→ **What you have to do**:
Write out exactly the line containing "For the leafy" along with each line that follows it in the records below, and no others.

(Supplied data Opens)

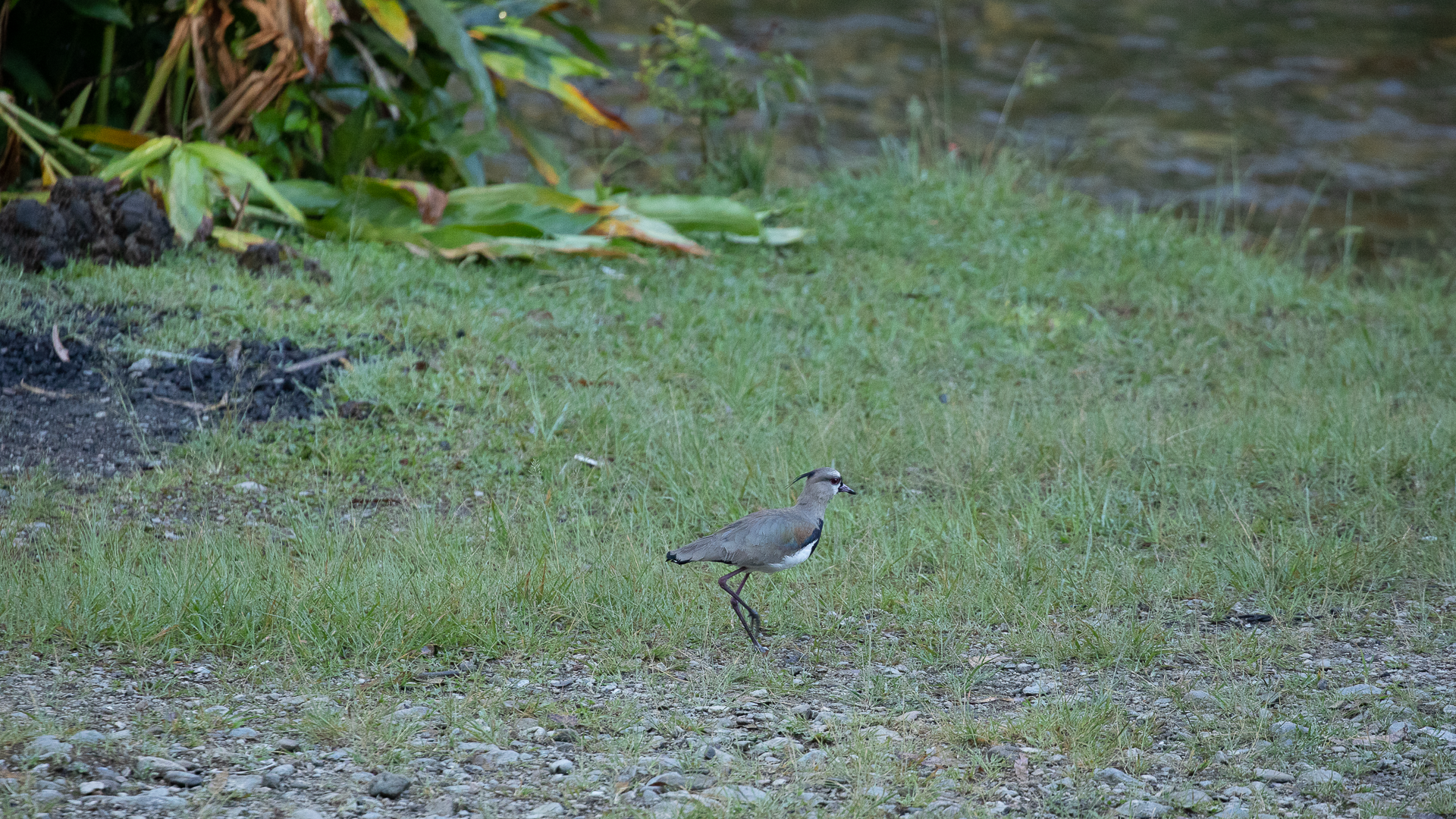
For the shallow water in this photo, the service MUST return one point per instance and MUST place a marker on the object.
(1316, 112)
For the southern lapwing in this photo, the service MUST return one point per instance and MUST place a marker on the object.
(767, 541)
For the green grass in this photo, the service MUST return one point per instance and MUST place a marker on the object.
(1062, 423)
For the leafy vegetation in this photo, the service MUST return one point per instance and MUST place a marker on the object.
(316, 89)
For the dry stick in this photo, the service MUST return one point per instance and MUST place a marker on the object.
(381, 77)
(60, 349)
(316, 360)
(193, 404)
(1011, 98)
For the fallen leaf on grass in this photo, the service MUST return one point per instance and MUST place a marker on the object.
(983, 659)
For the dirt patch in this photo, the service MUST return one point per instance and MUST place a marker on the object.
(83, 219)
(98, 413)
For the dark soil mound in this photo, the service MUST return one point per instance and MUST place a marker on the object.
(85, 219)
(96, 413)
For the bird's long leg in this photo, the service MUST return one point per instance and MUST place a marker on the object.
(734, 602)
(758, 623)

(Supplied data Closes)

→ **The completed task**:
For the leafy vegetation in this photo, the service MUST return one point per instance and MUST place a marker on the object.
(316, 89)
For the dry stick in this photo, the service MUST return one point per instance and MUST place a marker on the object.
(381, 77)
(60, 349)
(316, 360)
(193, 404)
(1011, 98)
For the fallen leaf on grass in this photo, the service MUST return one point per instance and MUST place a marker on the object.
(983, 659)
For the dirt patch in this photo, the service MUST return one point per instance and MUST place a marker on the object.
(83, 219)
(98, 413)
For the dark soil mound in this photo, the service MUST return one point per instance and MUST place a marker on the object.
(85, 219)
(96, 413)
For the bird's long leg in this photo, the service MUST return one point per instance and MUST place a marker on the object.
(734, 602)
(758, 623)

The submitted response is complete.